# [TASK DETAILS]
Can you rewrite these lines, requests included, and shift each bounding box coordinate by adding 43 to it, starting at the very first line and ending at the line that contains "[212,440,1198,525]"? Leave the pictures out of your answer.

# [INFORMATION SHOWN]
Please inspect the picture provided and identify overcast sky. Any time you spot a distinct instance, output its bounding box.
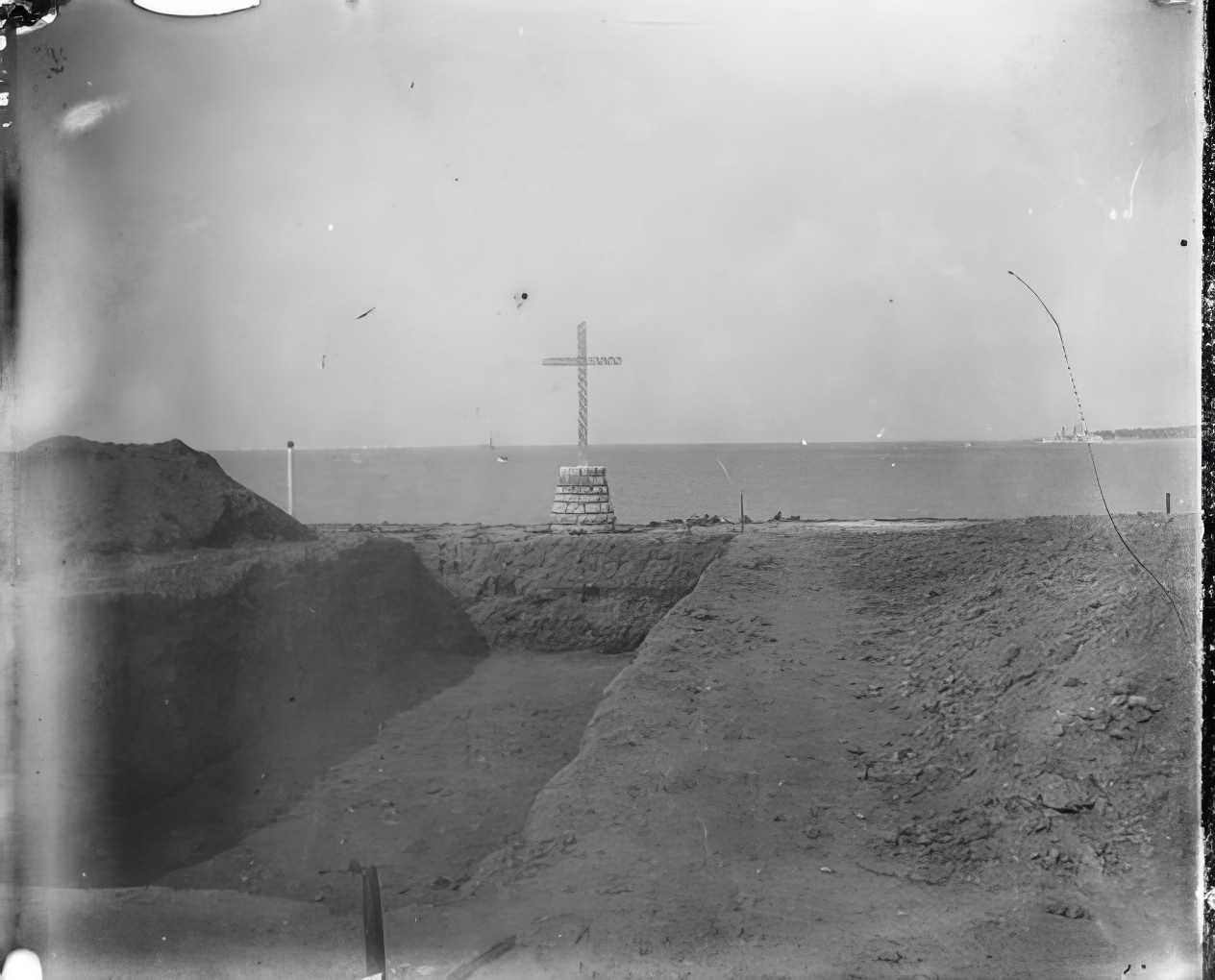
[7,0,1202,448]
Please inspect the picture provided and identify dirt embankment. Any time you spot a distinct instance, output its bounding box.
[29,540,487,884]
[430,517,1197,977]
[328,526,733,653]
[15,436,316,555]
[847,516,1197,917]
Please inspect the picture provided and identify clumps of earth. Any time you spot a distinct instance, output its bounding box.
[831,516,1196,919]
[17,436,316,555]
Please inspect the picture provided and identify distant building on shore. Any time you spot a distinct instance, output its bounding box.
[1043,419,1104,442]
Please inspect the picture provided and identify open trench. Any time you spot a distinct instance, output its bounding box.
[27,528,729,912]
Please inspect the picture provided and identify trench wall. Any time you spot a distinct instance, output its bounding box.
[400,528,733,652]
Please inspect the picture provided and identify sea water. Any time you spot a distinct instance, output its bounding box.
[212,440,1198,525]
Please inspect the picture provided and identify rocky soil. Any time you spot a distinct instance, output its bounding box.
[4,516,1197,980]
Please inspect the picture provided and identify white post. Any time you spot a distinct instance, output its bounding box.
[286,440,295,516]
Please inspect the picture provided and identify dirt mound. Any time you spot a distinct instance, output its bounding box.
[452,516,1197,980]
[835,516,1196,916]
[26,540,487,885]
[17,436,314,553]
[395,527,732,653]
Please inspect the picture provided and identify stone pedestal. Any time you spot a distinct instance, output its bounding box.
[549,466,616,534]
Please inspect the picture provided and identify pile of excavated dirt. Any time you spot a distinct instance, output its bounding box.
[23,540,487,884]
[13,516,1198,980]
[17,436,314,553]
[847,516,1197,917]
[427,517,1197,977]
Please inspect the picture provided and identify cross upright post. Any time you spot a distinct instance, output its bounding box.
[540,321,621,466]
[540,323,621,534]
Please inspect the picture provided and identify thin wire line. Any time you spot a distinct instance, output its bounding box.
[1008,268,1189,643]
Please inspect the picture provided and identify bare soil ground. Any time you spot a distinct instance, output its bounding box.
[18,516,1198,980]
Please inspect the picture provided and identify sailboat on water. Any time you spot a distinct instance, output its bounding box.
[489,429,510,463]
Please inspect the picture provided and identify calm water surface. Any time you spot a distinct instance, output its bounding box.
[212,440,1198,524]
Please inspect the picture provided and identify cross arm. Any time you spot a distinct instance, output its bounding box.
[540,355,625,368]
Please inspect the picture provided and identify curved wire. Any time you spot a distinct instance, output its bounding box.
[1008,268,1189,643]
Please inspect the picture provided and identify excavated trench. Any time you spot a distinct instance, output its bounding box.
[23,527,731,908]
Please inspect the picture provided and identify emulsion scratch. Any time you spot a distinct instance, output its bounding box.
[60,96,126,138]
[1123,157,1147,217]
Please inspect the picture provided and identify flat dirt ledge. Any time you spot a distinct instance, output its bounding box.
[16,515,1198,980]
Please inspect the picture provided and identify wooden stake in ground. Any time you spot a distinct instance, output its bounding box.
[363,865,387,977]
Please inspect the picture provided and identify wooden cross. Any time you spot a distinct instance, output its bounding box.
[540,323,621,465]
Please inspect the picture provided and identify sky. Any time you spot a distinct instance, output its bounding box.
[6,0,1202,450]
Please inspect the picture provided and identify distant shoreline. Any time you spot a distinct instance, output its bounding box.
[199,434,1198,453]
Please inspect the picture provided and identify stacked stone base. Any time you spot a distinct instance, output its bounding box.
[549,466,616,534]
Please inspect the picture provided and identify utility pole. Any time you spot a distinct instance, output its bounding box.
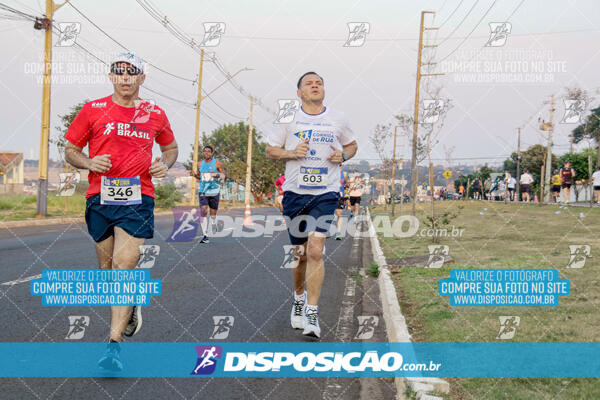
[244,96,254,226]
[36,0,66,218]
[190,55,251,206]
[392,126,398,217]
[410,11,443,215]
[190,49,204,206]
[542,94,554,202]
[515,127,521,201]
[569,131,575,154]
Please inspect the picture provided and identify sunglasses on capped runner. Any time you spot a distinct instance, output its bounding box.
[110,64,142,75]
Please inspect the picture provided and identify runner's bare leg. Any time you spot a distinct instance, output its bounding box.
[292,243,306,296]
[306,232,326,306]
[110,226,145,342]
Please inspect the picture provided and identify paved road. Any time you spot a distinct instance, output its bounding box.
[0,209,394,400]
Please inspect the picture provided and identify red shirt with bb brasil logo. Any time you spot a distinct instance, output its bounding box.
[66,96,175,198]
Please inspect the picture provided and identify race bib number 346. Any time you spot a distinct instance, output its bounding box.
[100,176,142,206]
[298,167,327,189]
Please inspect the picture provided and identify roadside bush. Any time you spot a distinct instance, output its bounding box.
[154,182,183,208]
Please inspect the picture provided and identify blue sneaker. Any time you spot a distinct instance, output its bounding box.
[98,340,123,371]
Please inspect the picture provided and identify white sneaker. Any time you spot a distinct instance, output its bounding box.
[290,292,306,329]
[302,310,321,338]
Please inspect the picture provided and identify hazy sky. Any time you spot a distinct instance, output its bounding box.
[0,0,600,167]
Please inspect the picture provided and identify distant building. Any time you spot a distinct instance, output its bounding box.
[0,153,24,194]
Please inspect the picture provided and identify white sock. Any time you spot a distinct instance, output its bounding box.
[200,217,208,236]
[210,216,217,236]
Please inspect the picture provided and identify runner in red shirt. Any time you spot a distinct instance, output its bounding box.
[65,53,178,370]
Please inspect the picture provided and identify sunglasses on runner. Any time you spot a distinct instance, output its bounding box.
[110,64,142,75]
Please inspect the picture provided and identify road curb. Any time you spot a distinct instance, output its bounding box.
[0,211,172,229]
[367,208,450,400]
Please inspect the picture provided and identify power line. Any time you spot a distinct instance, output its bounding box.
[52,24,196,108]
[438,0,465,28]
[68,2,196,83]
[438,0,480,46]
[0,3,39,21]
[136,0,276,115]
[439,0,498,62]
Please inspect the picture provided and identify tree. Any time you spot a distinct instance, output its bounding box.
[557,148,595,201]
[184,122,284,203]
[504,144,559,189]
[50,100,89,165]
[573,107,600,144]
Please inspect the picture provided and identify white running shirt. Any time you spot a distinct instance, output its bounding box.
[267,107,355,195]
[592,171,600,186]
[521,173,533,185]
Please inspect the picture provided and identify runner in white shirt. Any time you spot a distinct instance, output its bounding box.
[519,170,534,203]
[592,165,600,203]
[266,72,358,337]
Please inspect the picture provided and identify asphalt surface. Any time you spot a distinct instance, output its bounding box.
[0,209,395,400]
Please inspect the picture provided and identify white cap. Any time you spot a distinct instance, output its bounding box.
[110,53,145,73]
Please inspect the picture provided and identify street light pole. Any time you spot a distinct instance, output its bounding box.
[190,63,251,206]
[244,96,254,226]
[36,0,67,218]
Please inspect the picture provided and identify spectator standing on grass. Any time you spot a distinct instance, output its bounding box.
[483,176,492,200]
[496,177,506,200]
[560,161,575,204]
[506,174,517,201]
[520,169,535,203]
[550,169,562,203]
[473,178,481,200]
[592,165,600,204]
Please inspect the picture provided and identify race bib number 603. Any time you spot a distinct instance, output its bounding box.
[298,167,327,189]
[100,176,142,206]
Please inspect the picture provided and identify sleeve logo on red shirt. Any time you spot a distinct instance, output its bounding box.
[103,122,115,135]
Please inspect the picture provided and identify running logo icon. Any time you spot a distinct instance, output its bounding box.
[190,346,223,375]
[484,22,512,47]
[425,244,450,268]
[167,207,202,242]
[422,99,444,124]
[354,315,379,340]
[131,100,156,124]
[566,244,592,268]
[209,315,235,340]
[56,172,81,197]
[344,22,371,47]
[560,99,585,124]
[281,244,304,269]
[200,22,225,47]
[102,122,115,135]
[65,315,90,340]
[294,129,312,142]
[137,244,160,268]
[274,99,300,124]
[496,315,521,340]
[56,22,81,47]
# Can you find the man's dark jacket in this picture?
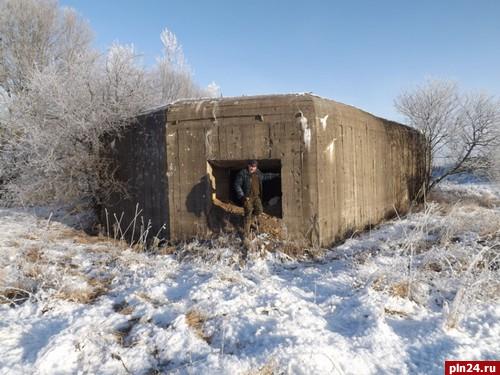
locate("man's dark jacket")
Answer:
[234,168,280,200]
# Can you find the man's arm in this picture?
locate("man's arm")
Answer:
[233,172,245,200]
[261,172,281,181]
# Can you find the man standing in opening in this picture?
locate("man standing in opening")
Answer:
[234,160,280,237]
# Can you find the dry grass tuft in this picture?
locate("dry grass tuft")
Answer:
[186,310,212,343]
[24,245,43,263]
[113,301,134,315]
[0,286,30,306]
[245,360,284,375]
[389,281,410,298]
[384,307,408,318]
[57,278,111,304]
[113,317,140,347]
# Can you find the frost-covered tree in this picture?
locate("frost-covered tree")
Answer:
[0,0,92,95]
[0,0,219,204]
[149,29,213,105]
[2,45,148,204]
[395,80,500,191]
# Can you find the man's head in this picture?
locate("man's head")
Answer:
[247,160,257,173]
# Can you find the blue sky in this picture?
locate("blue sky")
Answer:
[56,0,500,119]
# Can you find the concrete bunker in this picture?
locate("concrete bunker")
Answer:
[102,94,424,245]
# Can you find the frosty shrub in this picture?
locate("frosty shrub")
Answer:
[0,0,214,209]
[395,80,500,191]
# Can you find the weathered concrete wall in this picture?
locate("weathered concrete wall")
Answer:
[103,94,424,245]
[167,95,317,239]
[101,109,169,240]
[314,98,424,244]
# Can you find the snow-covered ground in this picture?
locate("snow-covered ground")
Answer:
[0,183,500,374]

# [SOLUTION TO THE PROBLEM]
Please inspect the picture provided and identify overcast sky. Any time you spot a distinct instance, output its bounding box.
[50,43,1245,491]
Please inspect the picture provided and identify dirt embankment. Any time you spot a distinct instance, output its bounding box.
[72,583,530,927]
[473,560,1240,1020]
[371,569,776,696]
[58,479,359,598]
[890,559,1240,960]
Please inspect the picture provided and identify clumps of earth. Any time you spot a distinct instance, output its bounding box.
[874,559,1239,962]
[60,479,359,598]
Please inspect the picture provided and identify distant building on shore. Any time you spot a distinct instance, output its bounding box.
[1086,462,1147,485]
Please inspect the picture provided and identify open trench. Any time you spot a distinct instance, output its bounding box.
[70,571,772,955]
Please inspect the picture provided and identify trench wall. Any time you spot a distinct instance, output its bounding box.
[443,571,776,695]
Please inspect the picture provided and identify sea water. Any time you spot a distinct instance, output its bounding box.
[255,483,1241,568]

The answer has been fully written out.